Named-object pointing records
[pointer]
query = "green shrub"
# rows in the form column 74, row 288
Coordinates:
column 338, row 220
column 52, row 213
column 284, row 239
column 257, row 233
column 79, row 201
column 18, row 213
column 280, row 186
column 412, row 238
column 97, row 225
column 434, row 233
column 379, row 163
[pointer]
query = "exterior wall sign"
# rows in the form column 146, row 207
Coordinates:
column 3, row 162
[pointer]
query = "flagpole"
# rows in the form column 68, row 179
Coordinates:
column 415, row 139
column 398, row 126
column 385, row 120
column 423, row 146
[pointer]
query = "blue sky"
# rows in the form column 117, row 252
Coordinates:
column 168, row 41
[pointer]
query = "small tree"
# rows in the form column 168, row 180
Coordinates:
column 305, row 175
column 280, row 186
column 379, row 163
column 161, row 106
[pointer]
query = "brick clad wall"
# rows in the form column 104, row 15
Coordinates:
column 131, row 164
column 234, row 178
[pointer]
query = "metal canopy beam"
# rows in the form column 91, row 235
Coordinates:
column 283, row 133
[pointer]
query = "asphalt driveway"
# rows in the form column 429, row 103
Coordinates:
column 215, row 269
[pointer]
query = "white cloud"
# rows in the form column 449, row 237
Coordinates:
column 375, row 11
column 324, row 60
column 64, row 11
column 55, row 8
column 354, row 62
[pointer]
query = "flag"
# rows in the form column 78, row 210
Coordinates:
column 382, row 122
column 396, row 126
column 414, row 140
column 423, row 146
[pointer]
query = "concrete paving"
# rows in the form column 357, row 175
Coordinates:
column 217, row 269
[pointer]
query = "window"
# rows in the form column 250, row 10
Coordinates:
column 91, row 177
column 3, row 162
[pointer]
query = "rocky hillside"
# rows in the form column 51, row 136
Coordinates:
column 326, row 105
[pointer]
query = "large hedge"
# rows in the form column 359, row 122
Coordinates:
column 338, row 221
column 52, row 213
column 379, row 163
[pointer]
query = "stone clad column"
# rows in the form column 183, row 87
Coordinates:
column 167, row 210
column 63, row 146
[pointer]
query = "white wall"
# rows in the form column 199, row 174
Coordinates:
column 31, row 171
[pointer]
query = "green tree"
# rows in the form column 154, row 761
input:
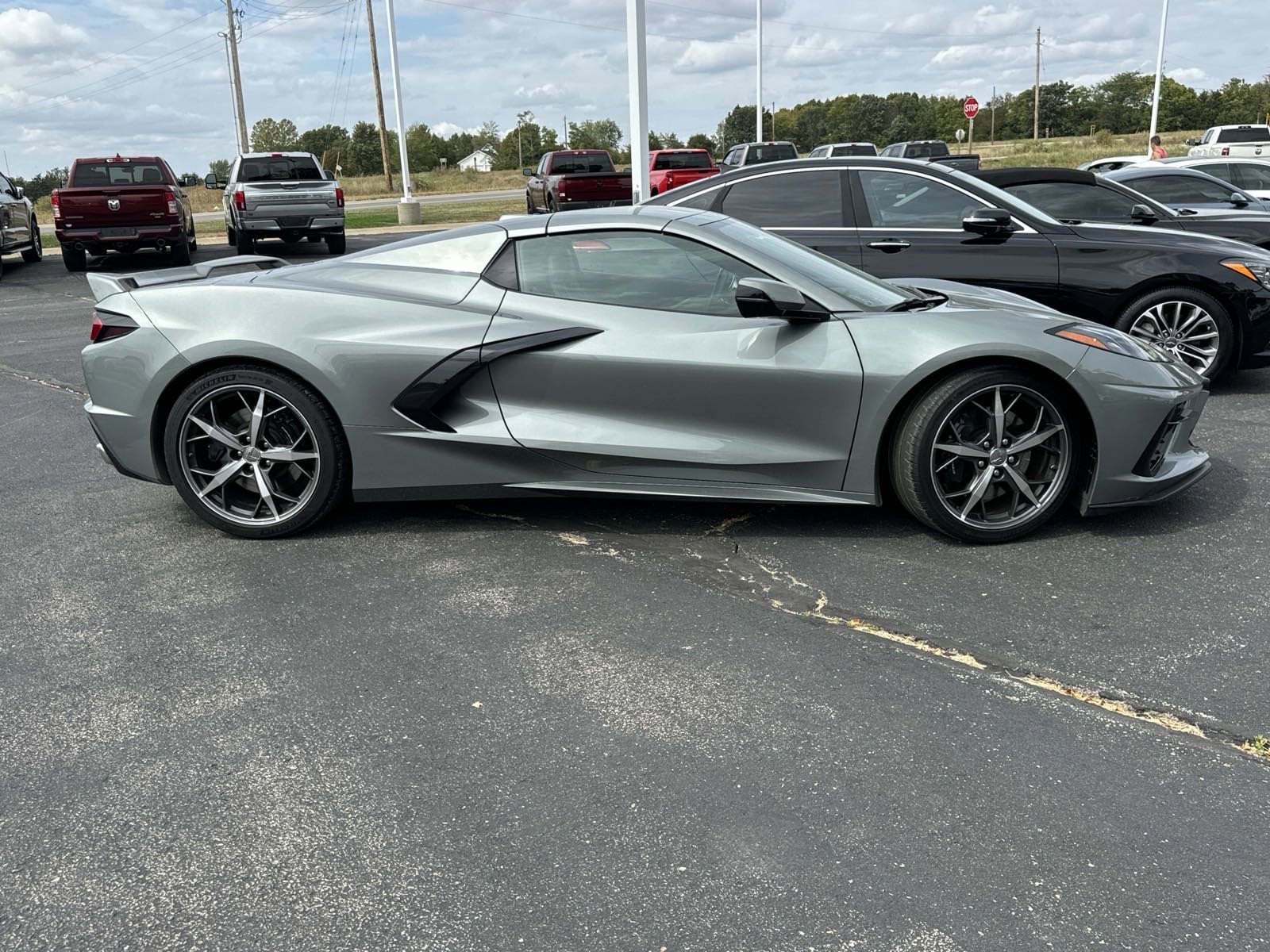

## Exercise
Copy verbatim every line from the start of the entries down to and including the line that contains "column 97, row 225", then stop.

## Correct response
[pointer]
query = "green shrub"
# rows in the form column 74, row 288
Coordinates:
column 338, row 220
column 52, row 213
column 284, row 239
column 257, row 233
column 79, row 201
column 18, row 213
column 280, row 186
column 412, row 238
column 97, row 225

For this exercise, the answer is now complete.